**Data provided**

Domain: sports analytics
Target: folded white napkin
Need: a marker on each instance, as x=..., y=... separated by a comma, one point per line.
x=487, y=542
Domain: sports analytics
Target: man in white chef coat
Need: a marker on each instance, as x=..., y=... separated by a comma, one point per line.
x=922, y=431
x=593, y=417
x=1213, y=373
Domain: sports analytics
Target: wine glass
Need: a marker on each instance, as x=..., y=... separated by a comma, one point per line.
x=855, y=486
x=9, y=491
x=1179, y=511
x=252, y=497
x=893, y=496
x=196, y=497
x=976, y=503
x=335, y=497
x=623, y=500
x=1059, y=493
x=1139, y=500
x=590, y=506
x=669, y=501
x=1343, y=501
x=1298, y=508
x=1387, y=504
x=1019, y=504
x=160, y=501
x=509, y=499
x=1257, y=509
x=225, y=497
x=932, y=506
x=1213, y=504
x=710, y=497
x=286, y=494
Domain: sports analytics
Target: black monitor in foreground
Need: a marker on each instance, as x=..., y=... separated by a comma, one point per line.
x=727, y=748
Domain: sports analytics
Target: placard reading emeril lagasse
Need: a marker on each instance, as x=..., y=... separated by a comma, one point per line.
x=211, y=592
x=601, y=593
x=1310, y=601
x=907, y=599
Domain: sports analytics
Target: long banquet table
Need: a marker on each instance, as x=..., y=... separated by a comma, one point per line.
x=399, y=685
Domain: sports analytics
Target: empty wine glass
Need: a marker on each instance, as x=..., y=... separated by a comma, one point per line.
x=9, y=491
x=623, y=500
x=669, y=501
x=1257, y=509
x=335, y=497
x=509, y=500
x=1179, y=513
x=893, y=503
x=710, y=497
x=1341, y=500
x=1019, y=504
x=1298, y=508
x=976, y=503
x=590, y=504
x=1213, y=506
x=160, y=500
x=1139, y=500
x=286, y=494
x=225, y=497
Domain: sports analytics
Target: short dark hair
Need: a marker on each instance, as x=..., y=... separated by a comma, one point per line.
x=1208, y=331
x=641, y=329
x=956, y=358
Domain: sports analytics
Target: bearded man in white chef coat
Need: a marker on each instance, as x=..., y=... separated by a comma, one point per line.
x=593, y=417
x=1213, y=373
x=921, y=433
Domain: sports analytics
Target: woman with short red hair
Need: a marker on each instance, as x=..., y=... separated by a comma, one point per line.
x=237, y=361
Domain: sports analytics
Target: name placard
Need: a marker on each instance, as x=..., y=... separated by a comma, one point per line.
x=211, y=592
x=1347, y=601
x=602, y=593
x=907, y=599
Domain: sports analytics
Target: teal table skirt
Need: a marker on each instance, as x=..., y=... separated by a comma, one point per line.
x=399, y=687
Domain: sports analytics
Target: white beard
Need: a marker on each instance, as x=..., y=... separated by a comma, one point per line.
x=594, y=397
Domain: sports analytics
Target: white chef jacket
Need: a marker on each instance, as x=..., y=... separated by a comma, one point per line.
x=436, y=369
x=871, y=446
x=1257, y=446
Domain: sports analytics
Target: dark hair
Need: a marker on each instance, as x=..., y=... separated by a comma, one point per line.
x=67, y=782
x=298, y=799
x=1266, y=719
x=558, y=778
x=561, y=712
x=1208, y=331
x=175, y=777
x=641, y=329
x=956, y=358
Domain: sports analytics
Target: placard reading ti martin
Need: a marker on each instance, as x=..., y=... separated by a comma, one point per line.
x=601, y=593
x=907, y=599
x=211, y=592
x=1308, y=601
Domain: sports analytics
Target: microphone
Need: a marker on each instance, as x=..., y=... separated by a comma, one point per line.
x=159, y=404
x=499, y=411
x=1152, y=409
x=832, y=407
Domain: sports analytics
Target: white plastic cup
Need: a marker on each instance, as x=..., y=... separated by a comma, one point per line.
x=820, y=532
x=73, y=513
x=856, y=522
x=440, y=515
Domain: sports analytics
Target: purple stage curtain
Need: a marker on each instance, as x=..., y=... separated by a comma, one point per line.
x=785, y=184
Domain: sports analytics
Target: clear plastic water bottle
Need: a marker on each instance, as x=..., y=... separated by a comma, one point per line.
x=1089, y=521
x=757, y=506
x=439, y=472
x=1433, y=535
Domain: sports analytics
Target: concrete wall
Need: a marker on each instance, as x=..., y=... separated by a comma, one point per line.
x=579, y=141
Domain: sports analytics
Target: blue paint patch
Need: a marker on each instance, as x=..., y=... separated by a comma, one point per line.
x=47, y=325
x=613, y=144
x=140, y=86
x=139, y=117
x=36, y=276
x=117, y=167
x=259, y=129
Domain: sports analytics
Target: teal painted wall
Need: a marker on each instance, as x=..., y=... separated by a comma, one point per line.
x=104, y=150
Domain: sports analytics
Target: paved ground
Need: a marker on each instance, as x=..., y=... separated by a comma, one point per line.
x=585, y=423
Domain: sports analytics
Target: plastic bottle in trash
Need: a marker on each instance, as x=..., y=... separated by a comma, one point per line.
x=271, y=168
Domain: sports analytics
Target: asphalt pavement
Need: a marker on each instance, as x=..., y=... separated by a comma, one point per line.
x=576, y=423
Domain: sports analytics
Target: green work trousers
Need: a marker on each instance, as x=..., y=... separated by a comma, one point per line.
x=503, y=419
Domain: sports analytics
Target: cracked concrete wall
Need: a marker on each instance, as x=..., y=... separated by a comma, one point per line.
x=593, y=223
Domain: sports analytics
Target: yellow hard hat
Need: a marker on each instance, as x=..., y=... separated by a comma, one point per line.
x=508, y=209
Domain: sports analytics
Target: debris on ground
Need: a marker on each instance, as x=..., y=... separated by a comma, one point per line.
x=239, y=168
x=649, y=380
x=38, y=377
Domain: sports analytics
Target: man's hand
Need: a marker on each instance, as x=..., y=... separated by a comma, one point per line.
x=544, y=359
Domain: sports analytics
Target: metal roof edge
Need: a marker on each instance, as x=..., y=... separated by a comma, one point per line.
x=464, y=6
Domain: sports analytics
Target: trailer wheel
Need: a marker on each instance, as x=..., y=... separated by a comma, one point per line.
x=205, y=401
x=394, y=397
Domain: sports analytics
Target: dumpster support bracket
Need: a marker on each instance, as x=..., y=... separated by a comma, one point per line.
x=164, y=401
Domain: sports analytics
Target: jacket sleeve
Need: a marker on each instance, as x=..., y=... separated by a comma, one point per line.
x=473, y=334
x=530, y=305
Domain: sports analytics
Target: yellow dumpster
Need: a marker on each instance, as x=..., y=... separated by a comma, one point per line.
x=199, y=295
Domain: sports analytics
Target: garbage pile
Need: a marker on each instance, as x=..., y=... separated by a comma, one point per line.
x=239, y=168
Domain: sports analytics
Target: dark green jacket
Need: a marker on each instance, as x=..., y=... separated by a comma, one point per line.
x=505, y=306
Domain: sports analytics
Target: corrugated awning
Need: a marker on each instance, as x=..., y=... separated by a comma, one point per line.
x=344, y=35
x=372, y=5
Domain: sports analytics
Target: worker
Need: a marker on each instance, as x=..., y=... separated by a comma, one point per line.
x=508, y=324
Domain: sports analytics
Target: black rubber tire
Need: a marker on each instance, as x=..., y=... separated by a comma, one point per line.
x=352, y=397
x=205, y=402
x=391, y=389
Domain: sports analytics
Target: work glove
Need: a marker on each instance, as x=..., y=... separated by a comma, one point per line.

**Task to complete**
The expected answer is one number: how many lines of the material contain the word "green".

**Expected output**
2